And I did. I had a lot of help from the class, with many comments and shared experiences. And I got to slip in one of those apocryphal J. Golden Kimball stories, and that kept everyone interested.

I am convinced that when scholars in the employ of King James were collecting and translating the Bible, they left the following out of the Beatitudes:

Blessed are the flexible, for they shall not be bent out of shape.

Amen.

Saturday, May 07, 2005

Haiku Day

Morning clouds subside.
Rainbow to the south and west
Welcomes the new day.

-Michael, 5/7/05

Friday, May 06, 2005

Junk Science: Noun or Verb?

Okay, so people struggle with science. I can understand that. I’m majoring in it, and I struggle with it. It’s just a part of the subject, I suppose. But when textbooks are more concerned with pushing a political agenda than in educating students about scientific essentials, that’s just wrong.

We’ve heard a lot of complaints recently about the mingling of science and religion in schools. Articles on intelligent design, evolution, and other such issues are readily found in many reputable publications and on many reliable news sites. And while I believe in the concept of intelligent design, I don’t think it belongs in public schools. (Not under current laws, anyway.)

But there is another side to the issue. It would appear that those on the right are not the only ones trying to mold science in the image of their own gods.

In an article called A Textbook Case of Junk Science, I read that a 2001 study found “500 pages of scientific error in 12 middle-school textbooks used by 85 percent of the students in the country”. The author, Pamela Winnick, points out several specific errors, some mundane, some mind-boggling. How do such errors make it into textbooks? She quotes John Hubisz, a physics professor at North Carolina State University:

"Thousands of teachers are saddled with error-filled physical science textbooks. Political correctness is often more important than scientific accuracy. Middle-school text publishers now employ more people to censor books than they do to check facts." (Emphasis added.)

▶ [RECORD SET]:

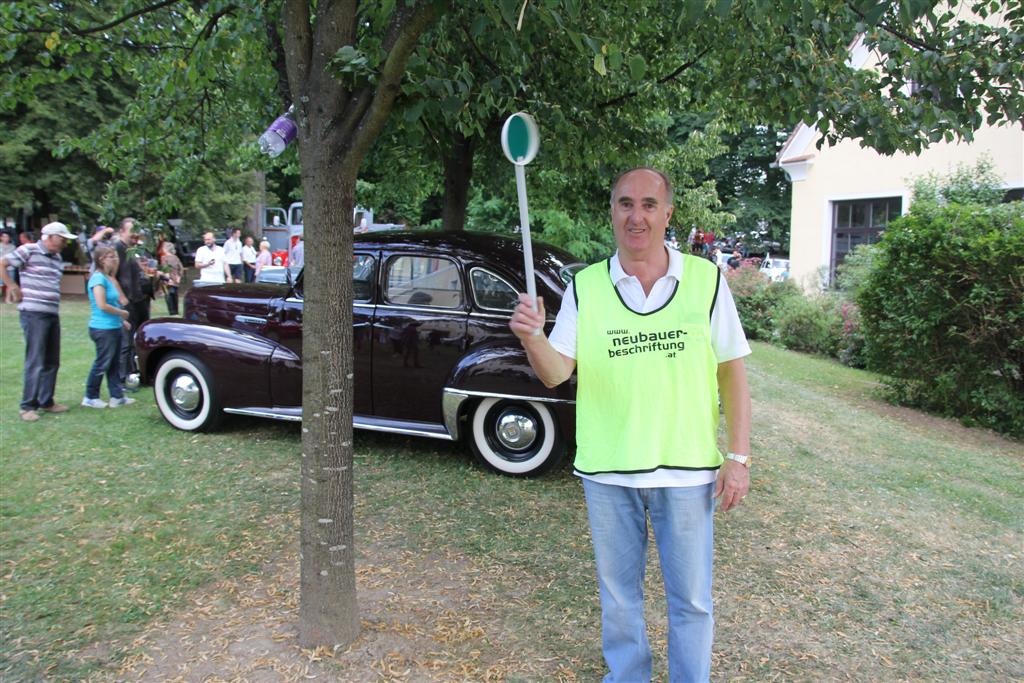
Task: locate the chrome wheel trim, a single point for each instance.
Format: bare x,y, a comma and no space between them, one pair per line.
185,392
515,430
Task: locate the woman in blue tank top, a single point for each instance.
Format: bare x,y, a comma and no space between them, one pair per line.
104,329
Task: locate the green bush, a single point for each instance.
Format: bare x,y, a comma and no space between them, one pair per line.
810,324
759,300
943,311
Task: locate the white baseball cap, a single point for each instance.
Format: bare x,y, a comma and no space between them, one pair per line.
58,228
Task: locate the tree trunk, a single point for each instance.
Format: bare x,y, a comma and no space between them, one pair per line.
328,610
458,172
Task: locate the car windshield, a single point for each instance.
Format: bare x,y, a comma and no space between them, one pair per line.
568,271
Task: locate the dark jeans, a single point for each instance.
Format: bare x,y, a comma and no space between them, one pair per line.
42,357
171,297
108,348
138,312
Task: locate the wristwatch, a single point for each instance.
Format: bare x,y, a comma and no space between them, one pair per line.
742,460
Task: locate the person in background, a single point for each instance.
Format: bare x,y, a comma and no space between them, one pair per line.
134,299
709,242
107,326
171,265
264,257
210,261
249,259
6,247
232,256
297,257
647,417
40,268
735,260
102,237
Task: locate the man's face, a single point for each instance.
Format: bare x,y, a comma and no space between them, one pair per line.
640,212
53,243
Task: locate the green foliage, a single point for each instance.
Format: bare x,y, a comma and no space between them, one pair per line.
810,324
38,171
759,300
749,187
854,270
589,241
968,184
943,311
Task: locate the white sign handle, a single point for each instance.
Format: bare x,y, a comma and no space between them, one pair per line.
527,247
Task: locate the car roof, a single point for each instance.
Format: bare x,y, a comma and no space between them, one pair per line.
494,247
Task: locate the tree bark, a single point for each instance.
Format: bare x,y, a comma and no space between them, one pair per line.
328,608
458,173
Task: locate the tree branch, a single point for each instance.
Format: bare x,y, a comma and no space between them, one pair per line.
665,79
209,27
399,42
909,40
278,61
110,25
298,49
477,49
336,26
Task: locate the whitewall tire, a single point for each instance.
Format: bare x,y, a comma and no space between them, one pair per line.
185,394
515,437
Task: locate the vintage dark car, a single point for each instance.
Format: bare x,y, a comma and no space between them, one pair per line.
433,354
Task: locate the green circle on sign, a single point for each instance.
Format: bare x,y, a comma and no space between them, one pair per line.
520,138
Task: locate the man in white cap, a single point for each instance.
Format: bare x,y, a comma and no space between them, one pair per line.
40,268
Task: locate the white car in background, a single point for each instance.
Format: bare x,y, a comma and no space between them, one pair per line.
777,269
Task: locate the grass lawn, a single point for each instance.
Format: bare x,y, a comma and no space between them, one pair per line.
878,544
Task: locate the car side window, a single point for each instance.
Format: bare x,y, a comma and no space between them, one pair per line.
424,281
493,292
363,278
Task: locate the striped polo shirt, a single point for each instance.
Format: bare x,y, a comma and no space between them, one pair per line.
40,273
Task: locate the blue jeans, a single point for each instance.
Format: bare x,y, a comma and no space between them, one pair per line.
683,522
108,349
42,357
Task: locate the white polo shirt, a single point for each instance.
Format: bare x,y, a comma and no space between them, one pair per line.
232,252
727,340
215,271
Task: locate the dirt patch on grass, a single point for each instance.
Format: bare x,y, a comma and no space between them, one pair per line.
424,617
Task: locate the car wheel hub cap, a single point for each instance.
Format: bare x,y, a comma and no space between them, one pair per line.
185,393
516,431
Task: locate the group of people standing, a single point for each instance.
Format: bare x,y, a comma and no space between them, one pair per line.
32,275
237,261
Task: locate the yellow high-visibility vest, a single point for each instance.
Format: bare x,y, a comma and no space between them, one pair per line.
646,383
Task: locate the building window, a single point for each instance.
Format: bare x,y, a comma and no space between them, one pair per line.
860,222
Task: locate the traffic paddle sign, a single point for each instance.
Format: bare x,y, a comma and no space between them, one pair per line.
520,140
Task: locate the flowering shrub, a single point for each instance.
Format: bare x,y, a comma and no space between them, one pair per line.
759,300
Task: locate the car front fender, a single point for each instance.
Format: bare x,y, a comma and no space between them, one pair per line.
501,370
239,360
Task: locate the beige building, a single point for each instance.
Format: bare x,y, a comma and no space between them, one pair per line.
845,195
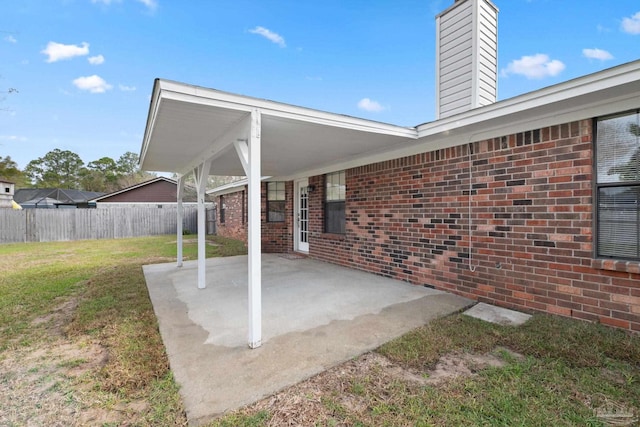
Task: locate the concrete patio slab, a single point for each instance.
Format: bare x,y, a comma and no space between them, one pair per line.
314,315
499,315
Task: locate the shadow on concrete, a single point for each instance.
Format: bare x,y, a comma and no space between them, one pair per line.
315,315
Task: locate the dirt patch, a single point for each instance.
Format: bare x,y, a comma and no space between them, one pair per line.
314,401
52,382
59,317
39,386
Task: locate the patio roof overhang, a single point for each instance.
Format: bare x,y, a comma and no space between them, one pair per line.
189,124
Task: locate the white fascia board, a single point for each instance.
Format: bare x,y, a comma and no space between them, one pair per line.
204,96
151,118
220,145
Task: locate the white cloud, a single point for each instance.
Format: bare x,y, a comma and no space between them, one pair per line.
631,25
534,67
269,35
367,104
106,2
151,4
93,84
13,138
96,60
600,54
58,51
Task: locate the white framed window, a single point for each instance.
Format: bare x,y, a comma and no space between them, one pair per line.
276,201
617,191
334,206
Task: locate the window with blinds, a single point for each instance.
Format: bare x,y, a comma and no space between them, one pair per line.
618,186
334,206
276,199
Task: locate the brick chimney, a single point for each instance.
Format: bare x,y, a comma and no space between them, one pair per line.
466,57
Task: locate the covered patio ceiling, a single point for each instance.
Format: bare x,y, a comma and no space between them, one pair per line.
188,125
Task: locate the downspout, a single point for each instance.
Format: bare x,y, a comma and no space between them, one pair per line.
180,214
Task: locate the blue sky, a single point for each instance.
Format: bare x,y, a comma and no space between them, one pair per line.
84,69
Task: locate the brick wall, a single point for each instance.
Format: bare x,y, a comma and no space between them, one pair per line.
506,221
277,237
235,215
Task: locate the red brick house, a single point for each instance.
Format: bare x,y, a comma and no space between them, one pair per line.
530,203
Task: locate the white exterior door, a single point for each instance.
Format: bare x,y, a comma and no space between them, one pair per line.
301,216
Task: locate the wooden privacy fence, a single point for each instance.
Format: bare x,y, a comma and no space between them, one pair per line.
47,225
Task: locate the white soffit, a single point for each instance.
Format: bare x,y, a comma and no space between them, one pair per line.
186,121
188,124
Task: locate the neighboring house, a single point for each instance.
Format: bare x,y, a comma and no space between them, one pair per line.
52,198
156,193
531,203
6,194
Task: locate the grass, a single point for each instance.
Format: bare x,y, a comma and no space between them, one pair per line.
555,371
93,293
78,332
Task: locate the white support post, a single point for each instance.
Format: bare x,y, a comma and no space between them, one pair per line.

▶ [REQUIRED WORK]:
a) Answer these questions from the blog excerpt, one answer per line:
(i) In the haiku, what does the rainbow welcome?
(ii) How many middle-school textbooks did the 2001 study look at?
(iii) At which university does John Hubisz teach?
b) Does the blog excerpt agree with each statement below? Answer yes or no, and quote the words that decide it.
(i) The writer thinks intelligent design belongs in public schools.
(ii) The haiku places the rainbow to the south and west.
(iii) The textbooks in the 2001 study were used by half of the students in the country.

▶ [SOLVED TASKS]:
a)
(i) The new day.
(ii) 12.
(iii) North Carolina State University.

b)
(i) No: "I don’t think it belongs in public schools."
(ii) Yes: "Rainbow to the south and west"
(iii) No: "used by 85 percent of the students in the country"